Reproduce the forum post below on returning zero counts in SPARQL, word for word and in full.

----- EXTRACTED TEXT -----

2

I have a query where I count with a grouping on years. For some of the years there is no items to count and thus no result. I would like to have SPARQL return a count of zero for such years.

I am using the Wikidata Query Service, https://query.wikidata.org, and my present solution is to make a series of values and a union with the actual query. It looks a bit clumsy to me. Is there a better way?

#defaultView:BarChart
select ?year ?number_of_pages ?work_label where {
  {
    select ?year (sample(?pages) as ?number_of_pages) ?work_label       
    where {
      {
        select * where {
          values (?year ?pages ?work_label) {
            ("2000" "0"^^xsd:integer "_")

----- DATA SHOWN -----

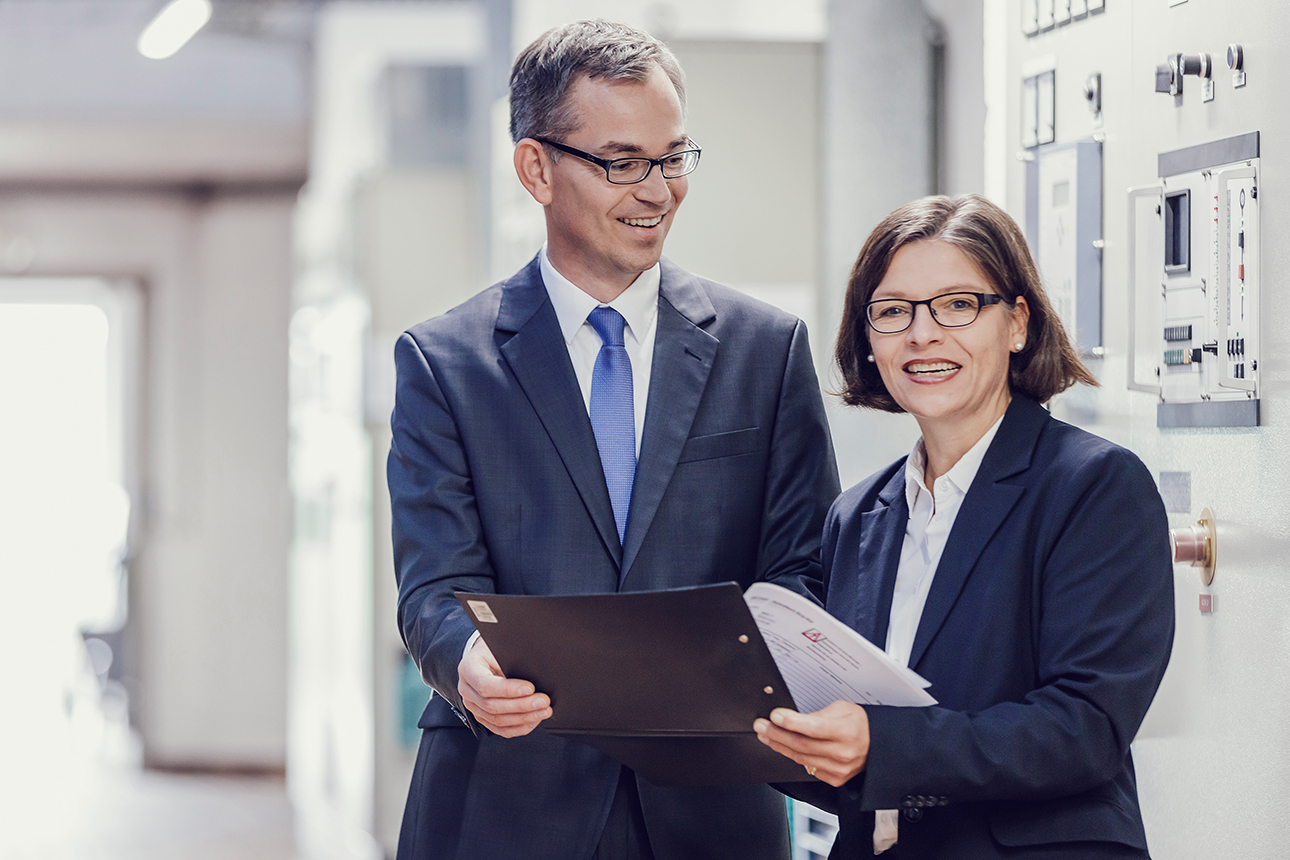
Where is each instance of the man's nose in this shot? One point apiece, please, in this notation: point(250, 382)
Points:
point(654, 187)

-----

• TASK RESPONSE:
2

I have a query where I count with a grouping on years. For some of the years there is no items to count and thus no result. I would like to have SPARQL return a count of zero for such years.

I am using the Wikidata Query Service, https://query.wikidata.org, and my present solution is to make a series of values and a union with the actual query. It looks a bit clumsy to me. Is there a better way?

#defaultView:BarChart
select ?year ?number_of_pages ?work_label where {
  {
    select ?year (sample(?pages) as ?number_of_pages) ?work_label       
    where {
      {
        select * where {
          values (?year ?pages ?work_label) {
            ("2000" "0"^^xsd:integer "_")